### [GIVEN TASK]
Report each line of the listing below that contains the word "walkway", copying every such line in full.

### [MATERIAL FOR THIS TASK]
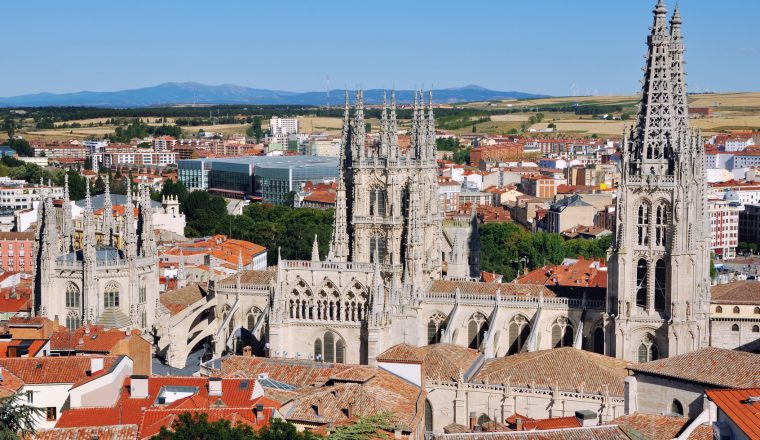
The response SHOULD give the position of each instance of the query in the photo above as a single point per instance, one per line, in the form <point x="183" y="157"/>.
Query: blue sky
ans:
<point x="541" y="46"/>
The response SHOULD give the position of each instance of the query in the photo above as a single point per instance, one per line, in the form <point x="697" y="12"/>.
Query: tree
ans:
<point x="365" y="428"/>
<point x="17" y="419"/>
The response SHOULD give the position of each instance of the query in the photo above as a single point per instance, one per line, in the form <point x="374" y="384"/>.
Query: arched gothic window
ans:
<point x="660" y="280"/>
<point x="661" y="225"/>
<point x="476" y="330"/>
<point x="436" y="327"/>
<point x="72" y="321"/>
<point x="642" y="225"/>
<point x="519" y="330"/>
<point x="111" y="296"/>
<point x="676" y="408"/>
<point x="330" y="348"/>
<point x="377" y="201"/>
<point x="648" y="349"/>
<point x="562" y="333"/>
<point x="73" y="297"/>
<point x="641" y="284"/>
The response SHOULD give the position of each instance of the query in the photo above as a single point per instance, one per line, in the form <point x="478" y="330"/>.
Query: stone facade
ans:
<point x="658" y="297"/>
<point x="108" y="277"/>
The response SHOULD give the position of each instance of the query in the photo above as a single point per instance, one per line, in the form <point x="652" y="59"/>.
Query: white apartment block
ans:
<point x="282" y="126"/>
<point x="724" y="227"/>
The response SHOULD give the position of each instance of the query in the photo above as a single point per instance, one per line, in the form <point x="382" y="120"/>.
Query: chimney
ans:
<point x="215" y="386"/>
<point x="96" y="364"/>
<point x="138" y="386"/>
<point x="587" y="417"/>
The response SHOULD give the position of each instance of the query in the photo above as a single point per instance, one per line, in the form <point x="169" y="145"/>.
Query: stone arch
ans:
<point x="111" y="295"/>
<point x="477" y="326"/>
<point x="563" y="332"/>
<point x="73" y="296"/>
<point x="518" y="331"/>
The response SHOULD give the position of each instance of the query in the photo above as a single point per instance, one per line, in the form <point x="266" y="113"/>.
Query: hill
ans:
<point x="194" y="93"/>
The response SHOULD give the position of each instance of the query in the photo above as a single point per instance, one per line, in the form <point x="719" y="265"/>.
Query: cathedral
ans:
<point x="106" y="274"/>
<point x="397" y="271"/>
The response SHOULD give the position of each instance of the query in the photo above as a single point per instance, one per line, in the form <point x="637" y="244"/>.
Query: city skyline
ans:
<point x="579" y="48"/>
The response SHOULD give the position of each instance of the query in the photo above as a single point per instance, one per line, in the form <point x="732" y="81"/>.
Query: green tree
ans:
<point x="17" y="419"/>
<point x="365" y="428"/>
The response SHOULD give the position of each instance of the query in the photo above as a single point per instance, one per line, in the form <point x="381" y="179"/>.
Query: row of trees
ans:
<point x="506" y="248"/>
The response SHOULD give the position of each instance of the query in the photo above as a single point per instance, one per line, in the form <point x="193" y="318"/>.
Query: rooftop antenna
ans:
<point x="328" y="92"/>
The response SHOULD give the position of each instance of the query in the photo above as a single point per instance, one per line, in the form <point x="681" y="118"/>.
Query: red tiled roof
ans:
<point x="736" y="406"/>
<point x="50" y="370"/>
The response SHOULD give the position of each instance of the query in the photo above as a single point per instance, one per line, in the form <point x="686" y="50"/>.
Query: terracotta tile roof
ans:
<point x="710" y="366"/>
<point x="403" y="353"/>
<point x="115" y="432"/>
<point x="654" y="426"/>
<point x="260" y="277"/>
<point x="455" y="428"/>
<point x="298" y="373"/>
<point x="342" y="402"/>
<point x="478" y="288"/>
<point x="590" y="433"/>
<point x="49" y="370"/>
<point x="32" y="346"/>
<point x="179" y="299"/>
<point x="447" y="362"/>
<point x="156" y="418"/>
<point x="591" y="372"/>
<point x="738" y="292"/>
<point x="736" y="406"/>
<point x="131" y="410"/>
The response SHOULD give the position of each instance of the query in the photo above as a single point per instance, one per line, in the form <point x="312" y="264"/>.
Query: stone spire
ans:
<point x="394" y="152"/>
<point x="360" y="136"/>
<point x="652" y="148"/>
<point x="181" y="271"/>
<point x="67" y="228"/>
<point x="315" y="249"/>
<point x="107" y="215"/>
<point x="340" y="240"/>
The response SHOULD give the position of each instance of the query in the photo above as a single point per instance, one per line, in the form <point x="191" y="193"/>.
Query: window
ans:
<point x="562" y="333"/>
<point x="72" y="296"/>
<point x="436" y="327"/>
<point x="519" y="330"/>
<point x="641" y="284"/>
<point x="476" y="330"/>
<point x="111" y="296"/>
<point x="659" y="286"/>
<point x="642" y="225"/>
<point x="676" y="408"/>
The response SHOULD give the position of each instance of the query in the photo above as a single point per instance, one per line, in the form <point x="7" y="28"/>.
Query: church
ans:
<point x="104" y="274"/>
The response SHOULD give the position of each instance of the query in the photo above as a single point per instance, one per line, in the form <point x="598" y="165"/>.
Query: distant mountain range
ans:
<point x="189" y="93"/>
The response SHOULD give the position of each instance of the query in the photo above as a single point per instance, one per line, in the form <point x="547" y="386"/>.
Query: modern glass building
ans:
<point x="268" y="177"/>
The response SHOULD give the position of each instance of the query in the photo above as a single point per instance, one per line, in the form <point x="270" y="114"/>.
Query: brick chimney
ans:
<point x="215" y="386"/>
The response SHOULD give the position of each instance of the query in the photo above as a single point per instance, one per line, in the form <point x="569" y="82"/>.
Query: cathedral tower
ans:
<point x="658" y="294"/>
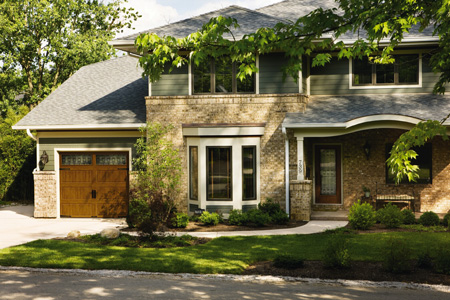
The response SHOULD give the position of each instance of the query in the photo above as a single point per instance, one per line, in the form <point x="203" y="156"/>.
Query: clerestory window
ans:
<point x="404" y="71"/>
<point x="219" y="76"/>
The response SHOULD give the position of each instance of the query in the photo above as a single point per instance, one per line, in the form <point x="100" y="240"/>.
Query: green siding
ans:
<point x="333" y="79"/>
<point x="173" y="84"/>
<point x="49" y="144"/>
<point x="271" y="75"/>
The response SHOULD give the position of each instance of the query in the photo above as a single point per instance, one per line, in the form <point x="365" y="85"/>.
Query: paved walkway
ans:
<point x="17" y="226"/>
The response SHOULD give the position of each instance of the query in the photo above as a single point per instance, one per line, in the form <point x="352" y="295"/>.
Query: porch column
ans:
<point x="300" y="158"/>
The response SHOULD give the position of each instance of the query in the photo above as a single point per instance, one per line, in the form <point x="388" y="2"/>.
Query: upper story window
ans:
<point x="219" y="76"/>
<point x="403" y="72"/>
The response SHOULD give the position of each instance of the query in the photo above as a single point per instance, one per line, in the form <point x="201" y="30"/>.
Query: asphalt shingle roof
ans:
<point x="108" y="92"/>
<point x="341" y="109"/>
<point x="249" y="21"/>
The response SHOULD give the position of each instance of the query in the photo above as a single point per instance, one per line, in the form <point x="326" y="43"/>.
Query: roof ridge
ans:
<point x="199" y="16"/>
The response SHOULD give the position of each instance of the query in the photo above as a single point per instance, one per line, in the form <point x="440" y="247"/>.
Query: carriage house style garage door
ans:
<point x="94" y="184"/>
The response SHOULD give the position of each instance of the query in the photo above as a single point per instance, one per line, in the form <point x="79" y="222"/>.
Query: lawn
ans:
<point x="228" y="255"/>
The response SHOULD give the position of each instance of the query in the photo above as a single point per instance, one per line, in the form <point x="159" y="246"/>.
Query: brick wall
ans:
<point x="45" y="205"/>
<point x="269" y="109"/>
<point x="359" y="171"/>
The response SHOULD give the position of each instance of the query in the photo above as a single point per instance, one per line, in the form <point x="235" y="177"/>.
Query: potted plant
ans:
<point x="366" y="191"/>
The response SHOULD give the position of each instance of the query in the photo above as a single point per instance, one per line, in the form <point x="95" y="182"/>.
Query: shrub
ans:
<point x="361" y="216"/>
<point x="270" y="207"/>
<point x="391" y="216"/>
<point x="158" y="177"/>
<point x="280" y="218"/>
<point x="446" y="219"/>
<point x="287" y="261"/>
<point x="442" y="261"/>
<point x="397" y="256"/>
<point x="336" y="253"/>
<point x="429" y="218"/>
<point x="210" y="219"/>
<point x="236" y="217"/>
<point x="180" y="220"/>
<point x="424" y="260"/>
<point x="258" y="217"/>
<point x="408" y="217"/>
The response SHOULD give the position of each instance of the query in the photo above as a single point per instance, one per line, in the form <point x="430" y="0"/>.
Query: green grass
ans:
<point x="229" y="255"/>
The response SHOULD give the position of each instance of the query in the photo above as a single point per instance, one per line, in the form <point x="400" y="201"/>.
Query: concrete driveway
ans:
<point x="17" y="226"/>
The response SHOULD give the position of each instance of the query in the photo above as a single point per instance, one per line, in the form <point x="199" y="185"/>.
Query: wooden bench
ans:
<point x="381" y="199"/>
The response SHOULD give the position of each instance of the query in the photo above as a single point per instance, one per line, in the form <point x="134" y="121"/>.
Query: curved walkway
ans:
<point x="17" y="226"/>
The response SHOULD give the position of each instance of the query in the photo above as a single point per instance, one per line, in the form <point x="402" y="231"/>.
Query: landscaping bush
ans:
<point x="408" y="217"/>
<point x="424" y="260"/>
<point x="236" y="217"/>
<point x="429" y="218"/>
<point x="287" y="261"/>
<point x="159" y="171"/>
<point x="442" y="260"/>
<point x="210" y="219"/>
<point x="280" y="218"/>
<point x="258" y="217"/>
<point x="390" y="216"/>
<point x="180" y="220"/>
<point x="446" y="220"/>
<point x="397" y="256"/>
<point x="270" y="207"/>
<point x="336" y="253"/>
<point x="361" y="216"/>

### [THE REPLY]
Query: paved walkway
Query: curved walkway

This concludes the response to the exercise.